- **小問**
以下の記録から、文字列「hair」を含む行をすべて抜き出してください。大文字と小文字は区別します。

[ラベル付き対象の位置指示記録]
- - - - -
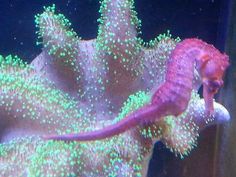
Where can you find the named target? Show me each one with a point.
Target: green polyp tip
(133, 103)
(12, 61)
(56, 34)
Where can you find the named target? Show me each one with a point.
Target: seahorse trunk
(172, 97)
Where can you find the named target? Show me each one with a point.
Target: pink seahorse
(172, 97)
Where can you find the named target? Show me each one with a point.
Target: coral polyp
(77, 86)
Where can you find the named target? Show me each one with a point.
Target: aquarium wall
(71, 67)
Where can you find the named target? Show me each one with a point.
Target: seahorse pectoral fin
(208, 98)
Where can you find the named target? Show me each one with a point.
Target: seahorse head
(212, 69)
- - - - -
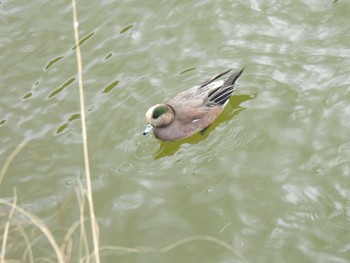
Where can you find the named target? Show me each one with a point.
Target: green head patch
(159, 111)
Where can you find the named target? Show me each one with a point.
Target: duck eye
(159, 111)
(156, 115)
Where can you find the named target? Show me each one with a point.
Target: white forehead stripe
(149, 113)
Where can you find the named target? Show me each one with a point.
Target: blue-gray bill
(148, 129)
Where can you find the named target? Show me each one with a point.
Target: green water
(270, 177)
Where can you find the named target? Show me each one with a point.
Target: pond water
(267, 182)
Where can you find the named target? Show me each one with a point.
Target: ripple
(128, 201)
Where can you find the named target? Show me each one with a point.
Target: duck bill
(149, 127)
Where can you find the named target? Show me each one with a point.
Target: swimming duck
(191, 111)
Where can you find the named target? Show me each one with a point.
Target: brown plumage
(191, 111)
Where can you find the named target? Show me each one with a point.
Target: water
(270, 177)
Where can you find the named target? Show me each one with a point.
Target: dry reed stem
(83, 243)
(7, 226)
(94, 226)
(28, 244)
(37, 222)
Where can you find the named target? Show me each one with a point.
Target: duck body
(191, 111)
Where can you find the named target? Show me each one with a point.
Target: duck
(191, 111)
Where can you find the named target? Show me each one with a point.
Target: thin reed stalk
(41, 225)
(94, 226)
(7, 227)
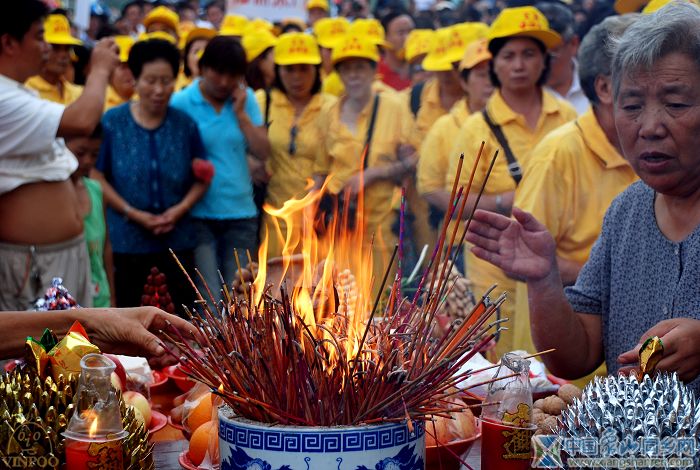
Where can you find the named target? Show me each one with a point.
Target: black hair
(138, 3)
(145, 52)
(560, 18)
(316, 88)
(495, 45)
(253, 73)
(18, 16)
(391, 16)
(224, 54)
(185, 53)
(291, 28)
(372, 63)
- - - - -
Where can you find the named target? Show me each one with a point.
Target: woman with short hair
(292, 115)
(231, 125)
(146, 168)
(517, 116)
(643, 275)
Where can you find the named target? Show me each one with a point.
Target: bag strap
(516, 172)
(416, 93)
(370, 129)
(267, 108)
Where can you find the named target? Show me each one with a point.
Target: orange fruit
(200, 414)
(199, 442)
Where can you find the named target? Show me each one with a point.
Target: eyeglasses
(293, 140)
- - - - -
- **解答**
Target: black hair
Target: woman with short hair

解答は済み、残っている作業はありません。